GIVEN TASK
Below is a set of records; print all of them exactly as written.

RECORDS FOR THIS EXERCISE
******

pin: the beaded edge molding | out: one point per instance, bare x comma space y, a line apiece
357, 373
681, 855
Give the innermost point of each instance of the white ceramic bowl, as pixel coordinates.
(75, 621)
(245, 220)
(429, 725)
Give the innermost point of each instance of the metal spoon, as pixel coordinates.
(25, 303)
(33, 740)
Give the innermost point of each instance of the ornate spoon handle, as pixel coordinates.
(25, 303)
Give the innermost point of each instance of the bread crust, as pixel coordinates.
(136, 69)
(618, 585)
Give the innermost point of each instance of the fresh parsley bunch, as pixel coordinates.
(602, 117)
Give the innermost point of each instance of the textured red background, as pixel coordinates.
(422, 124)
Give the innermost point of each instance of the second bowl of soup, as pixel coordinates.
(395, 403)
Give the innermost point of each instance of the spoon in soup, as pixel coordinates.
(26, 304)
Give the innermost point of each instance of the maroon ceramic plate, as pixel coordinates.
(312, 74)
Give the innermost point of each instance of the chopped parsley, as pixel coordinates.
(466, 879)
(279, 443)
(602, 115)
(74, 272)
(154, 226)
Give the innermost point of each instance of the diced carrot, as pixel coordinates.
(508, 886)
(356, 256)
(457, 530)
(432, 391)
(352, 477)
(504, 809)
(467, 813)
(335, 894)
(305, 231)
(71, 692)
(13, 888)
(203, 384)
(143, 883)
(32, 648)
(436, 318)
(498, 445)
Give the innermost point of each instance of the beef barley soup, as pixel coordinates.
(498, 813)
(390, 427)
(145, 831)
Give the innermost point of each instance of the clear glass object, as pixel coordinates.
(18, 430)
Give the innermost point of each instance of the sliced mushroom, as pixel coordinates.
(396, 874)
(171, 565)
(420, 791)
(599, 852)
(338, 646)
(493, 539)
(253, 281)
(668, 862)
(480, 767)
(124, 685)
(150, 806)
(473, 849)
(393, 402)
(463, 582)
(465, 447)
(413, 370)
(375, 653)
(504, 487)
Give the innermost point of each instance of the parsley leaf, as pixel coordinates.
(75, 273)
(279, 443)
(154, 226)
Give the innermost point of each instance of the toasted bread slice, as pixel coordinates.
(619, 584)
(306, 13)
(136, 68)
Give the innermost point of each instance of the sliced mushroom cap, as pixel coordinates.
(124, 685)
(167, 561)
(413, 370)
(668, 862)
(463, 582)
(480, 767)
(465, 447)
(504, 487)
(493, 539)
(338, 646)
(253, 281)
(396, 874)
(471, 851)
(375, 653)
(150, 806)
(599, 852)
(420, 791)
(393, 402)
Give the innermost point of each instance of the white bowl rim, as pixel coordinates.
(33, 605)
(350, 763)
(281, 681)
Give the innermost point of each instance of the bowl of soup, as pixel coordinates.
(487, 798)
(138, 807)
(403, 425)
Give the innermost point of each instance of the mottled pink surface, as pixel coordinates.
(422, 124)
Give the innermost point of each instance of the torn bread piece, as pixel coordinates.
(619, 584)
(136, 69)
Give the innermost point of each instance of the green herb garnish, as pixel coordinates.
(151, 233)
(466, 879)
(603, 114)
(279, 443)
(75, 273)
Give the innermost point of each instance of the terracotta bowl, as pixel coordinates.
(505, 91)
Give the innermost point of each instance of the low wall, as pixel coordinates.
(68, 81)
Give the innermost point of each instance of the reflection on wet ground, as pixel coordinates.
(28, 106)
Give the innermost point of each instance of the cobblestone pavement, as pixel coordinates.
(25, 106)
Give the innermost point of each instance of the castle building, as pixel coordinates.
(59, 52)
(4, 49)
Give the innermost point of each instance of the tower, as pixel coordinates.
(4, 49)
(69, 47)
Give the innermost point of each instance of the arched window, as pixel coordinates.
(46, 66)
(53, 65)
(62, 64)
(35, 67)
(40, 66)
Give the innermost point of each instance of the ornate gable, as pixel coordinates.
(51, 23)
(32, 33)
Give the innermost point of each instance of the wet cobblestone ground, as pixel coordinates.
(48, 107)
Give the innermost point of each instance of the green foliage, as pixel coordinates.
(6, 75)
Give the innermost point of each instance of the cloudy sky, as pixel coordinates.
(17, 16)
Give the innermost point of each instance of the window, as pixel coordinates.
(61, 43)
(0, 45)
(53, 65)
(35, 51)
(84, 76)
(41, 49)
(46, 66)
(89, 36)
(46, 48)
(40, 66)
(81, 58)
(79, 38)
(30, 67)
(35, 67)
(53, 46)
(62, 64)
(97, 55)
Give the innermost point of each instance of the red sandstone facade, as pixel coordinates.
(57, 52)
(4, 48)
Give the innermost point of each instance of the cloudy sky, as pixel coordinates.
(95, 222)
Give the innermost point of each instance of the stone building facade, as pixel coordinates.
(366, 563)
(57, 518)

******

RESPONSE TO THE TASK
pin: the beaded edge molding | out: one point per instance, bare x comma space y, a line apiece
357, 373
681, 855
Give the innermost point of each instance of the white ceramic bowl, as pixel coordinates.
(75, 621)
(245, 220)
(429, 725)
Give the innermost point of each instance of the metal spoon, as pixel coordinates.
(25, 303)
(33, 740)
Give the innermost point of each instance of the ornate spoon handle, as pixel coordinates.
(25, 303)
Give the innermost point of each instance of the bread crust, as pixel coordinates.
(136, 69)
(618, 585)
Give the innermost point of each instance of the fresh parsley bunch, as pixel coordinates.
(602, 117)
Give the innermost point of each instance of the textured red background, as pixel coordinates.
(422, 124)
Give the innermost point of each instance of the second bowl of soup, as pixel coordinates.
(395, 403)
Give the innermost point of each instance of the spoon in soup, as pixel coordinates.
(26, 304)
Give the innermost point of each instance of the maroon ceramic plate, as pixel coordinates.
(312, 74)
Give the innermost point of each instance of the chopped parsley, as pixel coordinates.
(466, 879)
(279, 443)
(602, 115)
(74, 272)
(154, 226)
Give the innermost point of each instance of the diced carrot, as pixel coordinates.
(508, 886)
(356, 256)
(457, 530)
(432, 391)
(352, 477)
(504, 809)
(467, 813)
(335, 894)
(305, 231)
(71, 692)
(13, 888)
(203, 384)
(143, 883)
(32, 648)
(436, 318)
(498, 445)
Give the innermost point of each instance of the beef barley soup, as pixel coordinates.
(498, 813)
(390, 427)
(145, 831)
Give the innermost point of each instance of the clear glass object, as pixel coordinates.
(18, 430)
Give the innermost point of each instance of the sliced mushroom, as pixel coordinates.
(396, 874)
(171, 565)
(420, 791)
(599, 852)
(338, 646)
(493, 539)
(253, 281)
(668, 862)
(480, 767)
(124, 685)
(150, 806)
(473, 849)
(393, 402)
(463, 582)
(465, 447)
(413, 370)
(375, 653)
(504, 487)
Give the innermost point of each instance of the parsley leaf, as pixel coordinates.
(75, 273)
(279, 443)
(154, 226)
Give the innermost point of each instance of the toasted bread slice, as pixel coordinates.
(619, 584)
(306, 13)
(136, 68)
Give the innermost point of each instance of the sliced mushroom cap, as pixel coordinates.
(124, 685)
(167, 561)
(413, 370)
(668, 862)
(463, 582)
(480, 767)
(465, 447)
(504, 487)
(493, 539)
(338, 646)
(253, 281)
(396, 874)
(471, 851)
(375, 653)
(150, 806)
(599, 852)
(420, 791)
(393, 402)
Give the innermost point of each instance of the white bowl rim, as pixel coordinates.
(33, 605)
(350, 763)
(281, 681)
Give the innermost point of each instance of the bowl of soup, as pixel coordinates.
(487, 798)
(138, 807)
(403, 425)
Give the innermost point of each instance of the mottled pink surface, as pixel coordinates.
(422, 124)
Give the innermost point of each instance of the torn bread piece, as pixel coordinates.
(619, 584)
(136, 69)
Give the innermost point of each instance of the green herb garnish, as pixel coordinates.
(151, 233)
(466, 879)
(603, 114)
(279, 443)
(75, 273)
Give the innermost point of each instance of the terracotta bowl, as pixel coordinates.
(505, 91)
Give the innermost point of each instance of the low wall, as pixel coordinates.
(68, 81)
Give the innermost point of each instance of the reflection on wet ground, as pixel coordinates.
(28, 106)
Give the innermost point of each instance of the cobblestone pavement, as pixel coordinates.
(25, 106)
Give the innermost point of each instance of the castle building, as pixel coordinates.
(59, 52)
(4, 49)
Give the innermost point of each instance of the tower, as pixel coordinates.
(4, 49)
(69, 47)
Give the innermost point of each instance of the arched window, as pixel coordinates.
(46, 66)
(53, 65)
(62, 64)
(35, 67)
(40, 66)
Give the innermost point of each instance of the ornate gable, as pixel coordinates.
(51, 23)
(32, 33)
Give the innermost point of each instance of the wet cobblestone ground, as pixel coordinates.
(48, 107)
Give the innermost point of each instance of the green foliage, as pixel coordinates.
(6, 75)
Give the innermost point of each instance of the cloudy sky, as pixel coordinates.
(17, 16)
Give the innermost point of each instance of the window, as pixel coordinates.
(61, 43)
(0, 45)
(53, 65)
(35, 51)
(84, 76)
(41, 49)
(46, 66)
(89, 36)
(46, 48)
(40, 66)
(81, 58)
(79, 38)
(30, 67)
(35, 67)
(53, 46)
(62, 64)
(97, 55)
Give the innermost point of each instance of the red sandstone facade, as pixel coordinates.
(57, 52)
(4, 48)
Give the innermost point of each instance of the cloudy sky, as pixel coordinates.
(95, 222)
Give the innermost point of each instance of the stone building facade, as pixel coordinates.
(366, 563)
(57, 518)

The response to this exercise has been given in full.